読解文:

----------

Interview

SHUN OKUBO 1/4

東京、そしてパリにてファッションデザインを学びBALENCIAGA、HAIDER ACKERMANN等様々なメゾンでの経験を経て2007年、自身のブランド「SHUN OKUBO & ASSOCIATES」を設立。「野生の思考」、「都市の女性の為のジュエリー」をコンセプトに創作活動を行っているデザイナー大久保俊氏に話を聞いた。

―簡単なプロフィールを教えてください


東京の大学で経営学を学び在学中にエスモードの夜間部に3年ほど通っていたんですけどそれを終えてパリに渡りステュディオベルソーに入り卒業した後にRobert Normandのデザイナーの下でアシスタントデザイナーをした後Balenciaga、Haider Ackermann等のメゾンで経験を積みました。その後帰国し、準備をして2007年の10月にパリで初コレクションを行いました。

----------

入力データ:
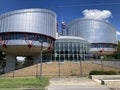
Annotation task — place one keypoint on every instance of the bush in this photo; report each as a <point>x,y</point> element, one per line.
<point>96,72</point>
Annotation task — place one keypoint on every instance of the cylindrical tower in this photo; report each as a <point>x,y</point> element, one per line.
<point>22,31</point>
<point>101,34</point>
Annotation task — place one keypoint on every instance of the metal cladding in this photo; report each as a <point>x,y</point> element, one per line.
<point>101,34</point>
<point>26,27</point>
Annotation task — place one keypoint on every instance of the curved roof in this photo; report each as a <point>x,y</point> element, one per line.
<point>85,19</point>
<point>28,10</point>
<point>71,37</point>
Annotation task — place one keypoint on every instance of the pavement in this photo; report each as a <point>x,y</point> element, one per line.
<point>82,83</point>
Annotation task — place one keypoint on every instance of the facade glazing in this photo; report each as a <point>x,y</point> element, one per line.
<point>71,48</point>
<point>101,34</point>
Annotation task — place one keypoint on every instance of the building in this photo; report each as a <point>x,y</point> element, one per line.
<point>24,32</point>
<point>71,48</point>
<point>29,32</point>
<point>100,33</point>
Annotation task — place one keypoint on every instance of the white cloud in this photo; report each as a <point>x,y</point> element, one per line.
<point>96,14</point>
<point>118,33</point>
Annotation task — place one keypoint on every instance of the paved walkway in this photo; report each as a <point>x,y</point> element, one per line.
<point>75,84</point>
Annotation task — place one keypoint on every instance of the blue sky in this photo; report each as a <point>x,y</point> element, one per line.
<point>69,9</point>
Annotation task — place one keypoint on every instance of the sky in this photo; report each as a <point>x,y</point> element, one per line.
<point>69,10</point>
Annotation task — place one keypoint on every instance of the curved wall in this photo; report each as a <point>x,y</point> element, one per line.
<point>41,21</point>
<point>99,33</point>
<point>22,28</point>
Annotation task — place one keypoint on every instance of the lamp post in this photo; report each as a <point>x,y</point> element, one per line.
<point>41,41</point>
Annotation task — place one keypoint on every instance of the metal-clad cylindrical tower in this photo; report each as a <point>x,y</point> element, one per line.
<point>101,34</point>
<point>27,27</point>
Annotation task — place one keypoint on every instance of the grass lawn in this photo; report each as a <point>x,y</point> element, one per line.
<point>23,83</point>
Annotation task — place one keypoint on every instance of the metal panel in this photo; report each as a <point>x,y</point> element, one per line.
<point>95,31</point>
<point>41,21</point>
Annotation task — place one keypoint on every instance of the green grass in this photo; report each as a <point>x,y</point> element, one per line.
<point>22,83</point>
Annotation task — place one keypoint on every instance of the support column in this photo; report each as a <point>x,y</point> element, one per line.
<point>36,59</point>
<point>10,63</point>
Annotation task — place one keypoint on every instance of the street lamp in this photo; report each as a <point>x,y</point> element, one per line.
<point>41,41</point>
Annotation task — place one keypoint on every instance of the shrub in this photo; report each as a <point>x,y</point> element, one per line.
<point>96,72</point>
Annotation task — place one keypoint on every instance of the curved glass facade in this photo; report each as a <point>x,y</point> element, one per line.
<point>70,48</point>
<point>99,33</point>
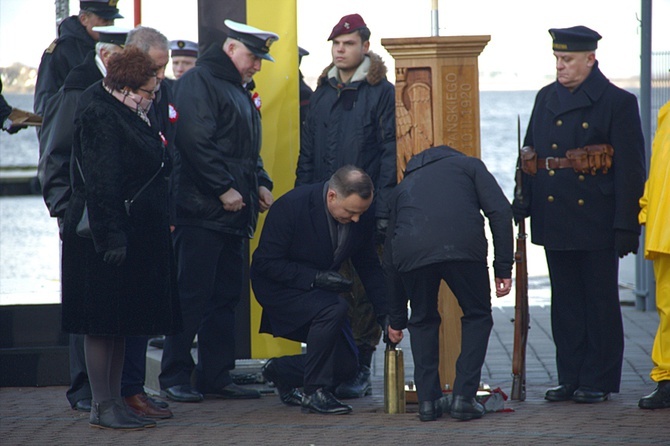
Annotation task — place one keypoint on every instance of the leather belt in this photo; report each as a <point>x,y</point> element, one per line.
<point>553,163</point>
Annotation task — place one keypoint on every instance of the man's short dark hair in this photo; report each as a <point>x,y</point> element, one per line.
<point>349,180</point>
<point>364,33</point>
<point>145,38</point>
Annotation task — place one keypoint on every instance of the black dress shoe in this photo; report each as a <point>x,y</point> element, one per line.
<point>183,393</point>
<point>159,403</point>
<point>83,405</point>
<point>430,410</point>
<point>560,393</point>
<point>658,399</point>
<point>463,408</point>
<point>110,415</point>
<point>357,387</point>
<point>287,394</point>
<point>158,342</point>
<point>233,392</point>
<point>589,395</point>
<point>322,401</point>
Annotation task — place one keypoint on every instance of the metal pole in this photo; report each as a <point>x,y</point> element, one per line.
<point>645,290</point>
<point>62,11</point>
<point>434,21</point>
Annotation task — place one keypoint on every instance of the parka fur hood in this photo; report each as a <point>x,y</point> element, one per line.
<point>375,74</point>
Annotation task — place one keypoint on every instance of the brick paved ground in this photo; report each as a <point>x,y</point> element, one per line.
<point>41,416</point>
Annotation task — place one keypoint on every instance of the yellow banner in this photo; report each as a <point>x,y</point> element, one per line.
<point>277,85</point>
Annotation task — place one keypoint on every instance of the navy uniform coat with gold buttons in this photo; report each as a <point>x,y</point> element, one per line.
<point>572,211</point>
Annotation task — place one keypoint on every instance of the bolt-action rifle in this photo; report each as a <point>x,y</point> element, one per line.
<point>521,316</point>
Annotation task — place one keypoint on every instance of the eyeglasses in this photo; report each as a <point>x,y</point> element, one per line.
<point>151,93</point>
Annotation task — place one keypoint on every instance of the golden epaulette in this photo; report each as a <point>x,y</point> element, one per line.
<point>50,49</point>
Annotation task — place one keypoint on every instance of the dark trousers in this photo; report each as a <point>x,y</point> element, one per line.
<point>469,281</point>
<point>210,272</point>
<point>331,357</point>
<point>134,366</point>
<point>80,388</point>
<point>586,318</point>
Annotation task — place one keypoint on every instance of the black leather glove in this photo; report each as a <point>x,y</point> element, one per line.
<point>115,256</point>
<point>520,211</point>
<point>380,230</point>
<point>15,128</point>
<point>332,281</point>
<point>626,242</point>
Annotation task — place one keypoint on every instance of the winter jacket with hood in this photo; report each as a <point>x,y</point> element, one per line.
<point>218,147</point>
<point>64,53</point>
<point>354,124</point>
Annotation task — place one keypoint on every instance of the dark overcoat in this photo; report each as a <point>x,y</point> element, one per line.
<point>218,143</point>
<point>64,53</point>
<point>119,153</point>
<point>295,244</point>
<point>53,169</point>
<point>572,211</point>
<point>436,214</point>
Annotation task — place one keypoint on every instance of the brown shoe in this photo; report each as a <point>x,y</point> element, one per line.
<point>142,405</point>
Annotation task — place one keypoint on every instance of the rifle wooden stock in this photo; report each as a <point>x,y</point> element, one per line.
<point>521,317</point>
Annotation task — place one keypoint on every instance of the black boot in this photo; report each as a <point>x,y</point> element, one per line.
<point>357,387</point>
<point>322,401</point>
<point>463,408</point>
<point>658,399</point>
<point>109,415</point>
<point>287,394</point>
<point>430,410</point>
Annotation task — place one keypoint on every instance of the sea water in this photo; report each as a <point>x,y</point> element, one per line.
<point>29,242</point>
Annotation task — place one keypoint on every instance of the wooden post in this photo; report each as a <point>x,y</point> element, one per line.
<point>437,102</point>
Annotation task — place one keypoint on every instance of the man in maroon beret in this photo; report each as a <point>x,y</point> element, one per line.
<point>351,120</point>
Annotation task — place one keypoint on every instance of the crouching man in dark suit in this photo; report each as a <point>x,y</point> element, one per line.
<point>307,235</point>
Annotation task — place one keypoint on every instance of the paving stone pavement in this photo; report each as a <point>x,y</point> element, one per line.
<point>41,416</point>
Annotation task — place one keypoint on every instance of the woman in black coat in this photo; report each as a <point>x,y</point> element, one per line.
<point>120,280</point>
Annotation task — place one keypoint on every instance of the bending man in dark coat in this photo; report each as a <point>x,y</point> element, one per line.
<point>586,219</point>
<point>53,172</point>
<point>431,240</point>
<point>308,233</point>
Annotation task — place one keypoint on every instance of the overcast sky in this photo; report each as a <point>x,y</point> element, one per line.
<point>519,50</point>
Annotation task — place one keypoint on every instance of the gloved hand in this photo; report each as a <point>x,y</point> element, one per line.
<point>384,320</point>
<point>380,230</point>
<point>15,128</point>
<point>332,281</point>
<point>626,242</point>
<point>115,256</point>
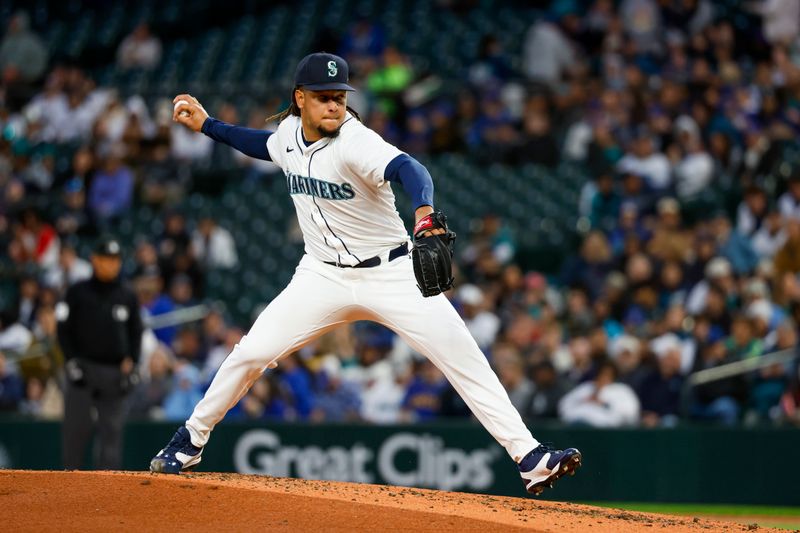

----------

目標:
1/ 記録のうち、「of the paved」を含む行から始まり「<point>75,84</point>」を含む行で終わる範囲を、1行を1つの文字列とするJSONリストに整形せよ。空行は除く。
2/ 大久保俊氏のインタビュー本文を、最後に示された文の後から書き継げ。
インタビュー本文と記録のあいだに関係はない。

練習問題の解答:
1/
[
  "Annotation task — place one keypoint on every instance of the paved walkway in this photo; report each as a <point>x,y</point> element, one per line.",
  "<point>75,84</point>"
]

2/
―初コレクションはパリなんですね

Rendez-Vousに出展していました。ただジュエリーの輸出って日本から送ると関税などの問題で嫌がる方が多いんです。オーダーが入ってもキャンセルが出たり。ユーロ圏内に自分の製造場所があれば落ち着いてシッピング(発送)も出来るし、お金もそんなにかからないしお客さんの負担も少なくていいんですけど。パリに出展していたのは今は色々な方とお話する機会があるのですが帰って来た当時は全然誰と話していいのかもどこの展示会が良いのかもわからなかったんです。むしろパリの展示会の方が友達を知っていたり繋がりがあったのでパリに行きました。

―今は完全に日本をベースにやられているんですか

今のところは日本をベースにやってもう少し日本の販路が確保できて会社が安定したら海外にも行こうかなと思っています。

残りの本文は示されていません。